• **Selected extract**:
══════════

1Westmead Institute for Medical Research, Westmead, Australia, 2The University of Sydney, Camperdown, Australia, 3Westmead Hospital, Westmead, Australia

Aim: To explore the role of CD47 in acute kidney injury and its therapeutic potential.
Background: Acute kidney injury (AKI) initiates a complex pathophysiological cascade leading to epithelial cell death. Recent studies identify autophagy, the mechanism of intracellular degradation of cytoplasmic constituents, as important in protection against injury. We have reported that the protein thrombospondin-1 (TSP1), and its receptor CD47, are induced in AKI, however their role in regulating renal injury is unknown.
Methods: Age and gender-matched wild-type (WT) and CD47-/- mice were challenged with renal ischemia reperfusion injury. All animals underwent analysis of renal function and biomolecular phenotyping. Human and murine WT and CD47-/- renal tubular epithelial cells (rTEC) were studied in vitro.

══════════

• **The data**:

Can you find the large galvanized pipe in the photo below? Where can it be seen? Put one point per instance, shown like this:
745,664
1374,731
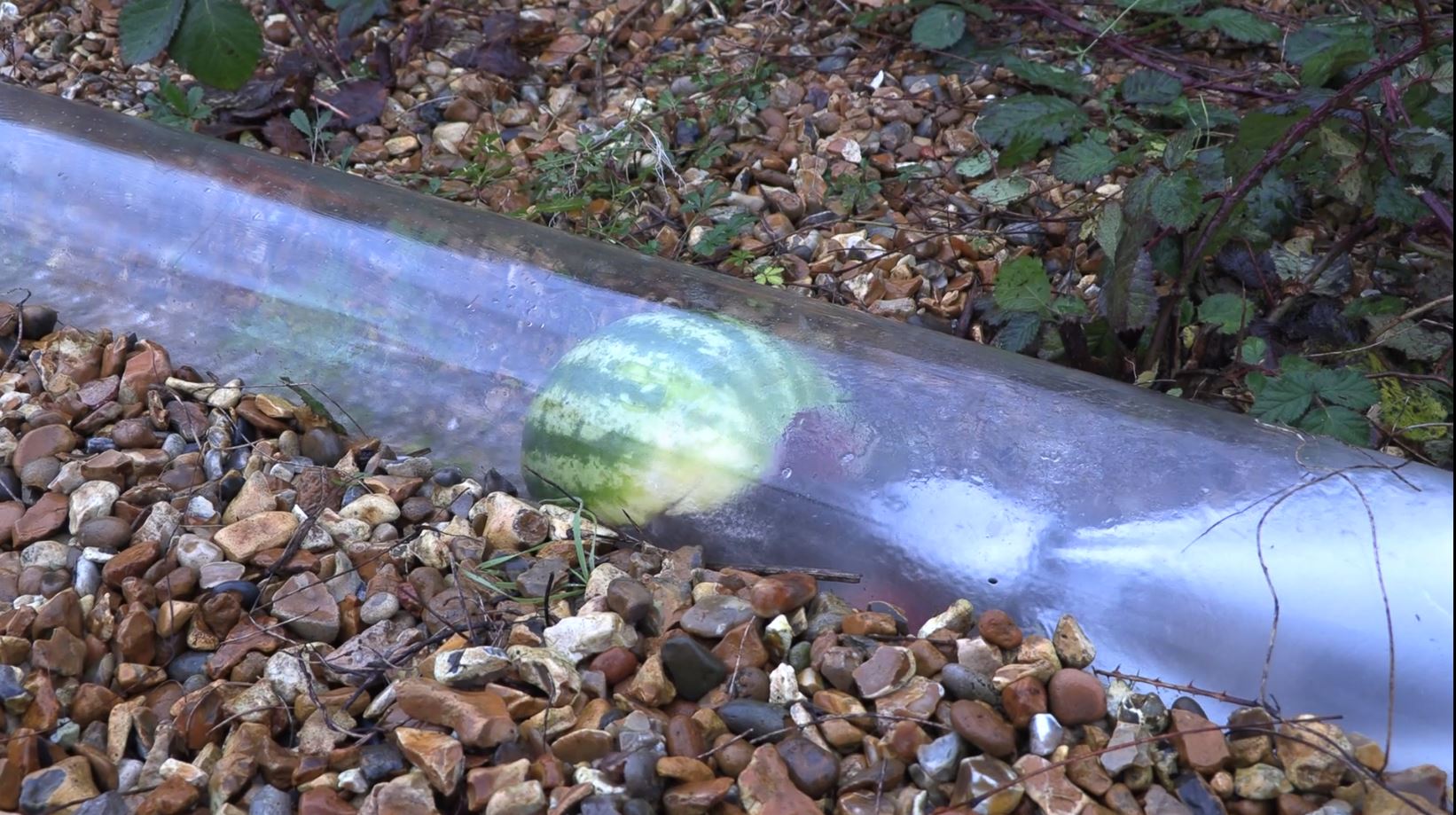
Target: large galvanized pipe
966,472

══════════

• **Work order**:
Reproduce the passage of the kidney injury abstract between "Aim: To explore" and "studied in vitro.", inclusive.

• **Result of the exercise**:
Aim: To explore the role of CD47 in acute kidney injury and its therapeutic potential.
Background: Acute kidney injury (AKI) initiates a complex pathophysiological cascade leading to epithelial cell death. Recent studies identify autophagy, the mechanism of intracellular degradation of cytoplasmic constituents, as important in protection against injury. We have reported that the protein thrombospondin-1 (TSP1), and its receptor CD47, are induced in AKI, however their role in regulating renal injury is unknown.
Methods: Age and gender-matched wild-type (WT) and CD47-/- mice were challenged with renal ischemia reperfusion injury. All animals underwent analysis of renal function and biomolecular phenotyping. Human and murine WT and CD47-/- renal tubular epithelial cells (rTEC) were studied in vitro.